◆ Поставленная задача a ◆
Повторите дословно весь отрывок о страхе и тревоге, приведенный ниже.

Некоторые оттенки значений слов «страх» и «тревога» отражают не нюансы смысла, а степень выраженности чувства. Например, страх и ужас обозначают одну и ту же эмоцию, различие между ними – в ее силе. Точно так же сходны горе и меланхолия: у них похожий эмоциональный фон. Между тревогой и страхом такого сходства нет; разница между ними не в степени выраженности, а в качестве эмоции. У страха есть объект, у тревоги – нет.
Кьеркегор объяснял усиление тревоги в истории следствием движения к рационализму и просвещению. Выгода от развенчания старых иррациональных страхов была как будто обесценена возрастанием тревоги. Такое развитие событий могло быть, как предполагал Кьеркегор, неизбежным следствием необходимого избавления от буквальной веры в волшебников, демонов, призраков, ад, богов и прочих носителей иррациональных страхов. Глубинная психология добавляет еще одно объяснение: тревога приходит с потерей образов. Эта идея не противоречит Кьеркегору, даже наоборот. Вместо этого она предлагает взглянуть на психологические последствия утраты образов того, чего мы больше всего боимся в наши дни в культуре, где на смену образам пришли понятия, а страх сменился тревогой. Одним из способов избавиться от подавляющей мифологии традиционных религий стал переход к рациональному, понятийному мышлению. Отлично! Сделано! Однако вместе с водой (подавляющими мифами) мы выплеснули и ребенка (воображение). Вместо того чтобы освободиться от угнетающей мифологии, мы избавились от создавшего ее воображения. Чтобы избавиться от фей, мы перестали представлять себе образы природы. Чтобы освободиться от демонов, мы перестали воображать зло. Чтобы избавиться от Бога, мы отбросили способность представить нечто большее, чем мы сами.

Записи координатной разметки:

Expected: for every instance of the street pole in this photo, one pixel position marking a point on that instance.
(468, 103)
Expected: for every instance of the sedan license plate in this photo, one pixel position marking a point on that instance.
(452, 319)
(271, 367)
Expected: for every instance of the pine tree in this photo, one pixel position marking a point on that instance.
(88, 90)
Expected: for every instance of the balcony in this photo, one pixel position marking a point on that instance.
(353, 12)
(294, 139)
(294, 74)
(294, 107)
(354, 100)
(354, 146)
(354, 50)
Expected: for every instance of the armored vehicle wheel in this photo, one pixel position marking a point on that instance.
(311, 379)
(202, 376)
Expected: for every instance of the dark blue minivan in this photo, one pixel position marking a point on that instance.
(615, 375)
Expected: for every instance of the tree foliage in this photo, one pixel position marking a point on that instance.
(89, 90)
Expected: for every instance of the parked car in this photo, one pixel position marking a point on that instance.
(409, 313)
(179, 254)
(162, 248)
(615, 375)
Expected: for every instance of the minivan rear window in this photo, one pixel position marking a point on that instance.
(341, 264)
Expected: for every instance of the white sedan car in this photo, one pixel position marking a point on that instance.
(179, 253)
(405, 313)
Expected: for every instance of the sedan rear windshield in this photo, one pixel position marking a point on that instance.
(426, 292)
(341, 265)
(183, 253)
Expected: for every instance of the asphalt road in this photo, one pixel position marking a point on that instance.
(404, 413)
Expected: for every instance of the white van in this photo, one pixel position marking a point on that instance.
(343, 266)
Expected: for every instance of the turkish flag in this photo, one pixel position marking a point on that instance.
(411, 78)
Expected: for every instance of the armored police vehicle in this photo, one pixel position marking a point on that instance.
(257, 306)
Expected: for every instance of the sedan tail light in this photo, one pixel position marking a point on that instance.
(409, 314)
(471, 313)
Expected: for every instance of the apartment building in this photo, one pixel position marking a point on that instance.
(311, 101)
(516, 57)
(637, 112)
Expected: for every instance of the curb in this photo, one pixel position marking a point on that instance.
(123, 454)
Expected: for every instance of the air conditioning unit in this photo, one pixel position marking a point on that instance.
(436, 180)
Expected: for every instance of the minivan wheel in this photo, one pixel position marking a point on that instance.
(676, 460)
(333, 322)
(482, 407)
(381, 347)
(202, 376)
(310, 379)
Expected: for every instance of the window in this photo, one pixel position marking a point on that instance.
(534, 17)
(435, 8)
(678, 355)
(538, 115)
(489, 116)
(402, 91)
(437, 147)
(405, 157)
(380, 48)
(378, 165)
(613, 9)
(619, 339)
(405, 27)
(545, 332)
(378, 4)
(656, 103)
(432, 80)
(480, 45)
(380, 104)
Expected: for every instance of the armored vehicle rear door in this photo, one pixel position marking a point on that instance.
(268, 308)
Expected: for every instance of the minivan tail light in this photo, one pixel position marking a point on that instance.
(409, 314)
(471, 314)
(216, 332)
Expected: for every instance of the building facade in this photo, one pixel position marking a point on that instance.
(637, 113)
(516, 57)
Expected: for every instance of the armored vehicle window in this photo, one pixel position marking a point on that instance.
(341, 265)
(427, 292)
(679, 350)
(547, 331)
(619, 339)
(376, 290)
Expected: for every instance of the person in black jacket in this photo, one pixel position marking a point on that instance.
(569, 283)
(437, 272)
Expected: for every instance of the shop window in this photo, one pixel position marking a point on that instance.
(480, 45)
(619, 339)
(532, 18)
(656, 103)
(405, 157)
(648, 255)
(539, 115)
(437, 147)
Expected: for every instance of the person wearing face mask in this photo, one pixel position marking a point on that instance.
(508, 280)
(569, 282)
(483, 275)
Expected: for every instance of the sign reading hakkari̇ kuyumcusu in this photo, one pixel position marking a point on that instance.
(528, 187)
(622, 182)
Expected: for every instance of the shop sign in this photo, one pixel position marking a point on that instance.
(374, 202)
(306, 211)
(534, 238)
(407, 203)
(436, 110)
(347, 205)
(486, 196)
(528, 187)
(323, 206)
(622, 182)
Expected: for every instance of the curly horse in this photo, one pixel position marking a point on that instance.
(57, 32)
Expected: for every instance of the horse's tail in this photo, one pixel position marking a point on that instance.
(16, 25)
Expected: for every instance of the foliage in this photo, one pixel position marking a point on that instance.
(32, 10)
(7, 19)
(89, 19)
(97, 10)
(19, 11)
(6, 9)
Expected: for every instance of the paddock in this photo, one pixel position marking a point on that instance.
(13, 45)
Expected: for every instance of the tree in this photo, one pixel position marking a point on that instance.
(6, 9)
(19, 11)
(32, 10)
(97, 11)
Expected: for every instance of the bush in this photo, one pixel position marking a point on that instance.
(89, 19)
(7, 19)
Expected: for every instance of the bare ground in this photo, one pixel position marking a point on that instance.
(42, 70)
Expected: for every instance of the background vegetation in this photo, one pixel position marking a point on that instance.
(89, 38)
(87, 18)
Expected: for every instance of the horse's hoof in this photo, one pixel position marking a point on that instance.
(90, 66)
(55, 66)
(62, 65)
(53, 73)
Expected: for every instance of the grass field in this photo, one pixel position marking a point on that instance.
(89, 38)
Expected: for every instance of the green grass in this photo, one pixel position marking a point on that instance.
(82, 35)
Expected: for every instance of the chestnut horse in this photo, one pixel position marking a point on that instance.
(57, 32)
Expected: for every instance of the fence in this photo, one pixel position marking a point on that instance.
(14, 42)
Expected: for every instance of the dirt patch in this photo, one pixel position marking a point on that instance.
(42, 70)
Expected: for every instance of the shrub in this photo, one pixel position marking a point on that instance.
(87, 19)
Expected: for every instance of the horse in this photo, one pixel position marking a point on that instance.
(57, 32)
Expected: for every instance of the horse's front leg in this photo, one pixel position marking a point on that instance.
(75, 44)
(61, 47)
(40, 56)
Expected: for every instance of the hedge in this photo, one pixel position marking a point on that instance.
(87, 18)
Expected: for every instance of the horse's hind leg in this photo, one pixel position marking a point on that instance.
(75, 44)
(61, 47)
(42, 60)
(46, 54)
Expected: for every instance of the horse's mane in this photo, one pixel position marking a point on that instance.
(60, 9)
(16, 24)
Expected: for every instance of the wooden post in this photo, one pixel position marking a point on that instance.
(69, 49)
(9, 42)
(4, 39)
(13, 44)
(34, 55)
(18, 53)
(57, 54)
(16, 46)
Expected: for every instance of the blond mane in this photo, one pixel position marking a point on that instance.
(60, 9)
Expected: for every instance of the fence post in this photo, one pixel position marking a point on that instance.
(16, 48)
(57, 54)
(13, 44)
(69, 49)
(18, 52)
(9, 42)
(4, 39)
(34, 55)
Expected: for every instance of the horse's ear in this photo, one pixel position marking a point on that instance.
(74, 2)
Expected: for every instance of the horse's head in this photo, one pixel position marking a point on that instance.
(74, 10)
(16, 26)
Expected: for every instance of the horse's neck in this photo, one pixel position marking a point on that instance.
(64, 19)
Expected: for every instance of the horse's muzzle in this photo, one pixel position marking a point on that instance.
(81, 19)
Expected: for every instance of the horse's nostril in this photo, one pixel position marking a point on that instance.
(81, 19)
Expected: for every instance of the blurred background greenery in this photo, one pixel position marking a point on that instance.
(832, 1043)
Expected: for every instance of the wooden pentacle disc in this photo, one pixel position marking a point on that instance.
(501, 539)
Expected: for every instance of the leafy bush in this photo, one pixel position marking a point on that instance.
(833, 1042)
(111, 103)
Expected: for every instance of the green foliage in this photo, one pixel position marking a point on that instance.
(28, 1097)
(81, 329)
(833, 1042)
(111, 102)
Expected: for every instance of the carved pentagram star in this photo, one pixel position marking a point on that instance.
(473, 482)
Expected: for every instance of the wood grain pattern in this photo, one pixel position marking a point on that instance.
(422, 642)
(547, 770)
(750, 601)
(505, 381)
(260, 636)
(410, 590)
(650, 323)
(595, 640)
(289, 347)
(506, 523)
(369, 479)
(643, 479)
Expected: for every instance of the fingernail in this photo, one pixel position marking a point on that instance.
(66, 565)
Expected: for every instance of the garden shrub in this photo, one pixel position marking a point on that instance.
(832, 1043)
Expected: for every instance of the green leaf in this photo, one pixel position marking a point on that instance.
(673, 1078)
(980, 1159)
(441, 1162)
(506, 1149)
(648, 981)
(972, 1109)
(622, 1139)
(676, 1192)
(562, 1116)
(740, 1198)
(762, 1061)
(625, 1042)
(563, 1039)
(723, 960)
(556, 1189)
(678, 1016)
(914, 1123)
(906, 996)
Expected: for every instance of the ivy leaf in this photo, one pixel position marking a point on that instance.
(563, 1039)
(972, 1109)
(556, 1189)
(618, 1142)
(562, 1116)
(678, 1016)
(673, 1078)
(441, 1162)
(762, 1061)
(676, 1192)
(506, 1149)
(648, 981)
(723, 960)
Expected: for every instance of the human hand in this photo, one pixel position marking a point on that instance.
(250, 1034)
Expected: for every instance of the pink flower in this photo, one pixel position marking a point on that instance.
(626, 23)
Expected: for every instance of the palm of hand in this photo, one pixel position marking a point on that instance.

◆ Поставленная задача b ◆
Перечислите все строки из приведенного выше материала, содержащие слово «window», с учетом регистра букв.

◆ Ответ a ◆
Некоторые оттенки значений слов «страх» и «тревога» отражают не нюансы смысла, а степень выраженности чувства. Например, страх и ужас обозначают одну и ту же эмоцию, различие между ними – в ее силе. Точно так же сходны горе и меланхолия: у них похожий эмоциональный фон. Между тревогой и страхом такого сходства нет; разница между ними не в степени выраженности, а в качестве эмоции. У страха есть объект, у тревоги – нет.
Кьеркегор объяснял усиление тревоги в истории следствием движения к рационализму и просвещению. Выгода от развенчания старых иррациональных страхов была как будто обесценена возрастанием тревоги. Такое развитие событий могло быть, как предполагал Кьеркегор, неизбежным следствием необходимого избавления от буквальной веры в волшебников, демонов, призраков, ад, богов и прочих носителей иррациональных страхов. Глубинная психология добавляет еще одно объяснение: тревога приходит с потерей образов. Эта идея не противоречит Кьеркегору, даже наоборот. Вместо этого она предлагает взглянуть на психологические последствия утраты образов того, чего мы больше всего боимся в наши дни в культуре, где на смену образам пришли понятия, а страх сменился тревогой. Одним из способов избавиться от подавляющей мифологии традиционных религий стал переход к рациональному, понятийному мышлению. Отлично! Сделано! Однако вместе с водой (подавляющими мифами) мы выплеснули и ребенка (воображение). Вместо того чтобы освободиться от угнетающей мифологии, мы избавились от создавшего ее воображения. Чтобы избавиться от фей, мы перестали представлять себе образы природы. Чтобы освободиться от демонов, мы перестали воображать зло. Чтобы избавиться от Бога, мы отбросили способность представить нечто большее, чем мы сами.

◆ Ответ b ◆
Expected: for every instance of the minivan rear window in this photo, one pixel position marking a point on that instance.
Expected: for every instance of the window in this photo, one pixel position marking a point on that instance.
Expected: for every instance of the armored vehicle window in this photo, one pixel position marking a point on that instance.
Expected: for every instance of the shop window in this photo, one pixel position marking a point on that instance.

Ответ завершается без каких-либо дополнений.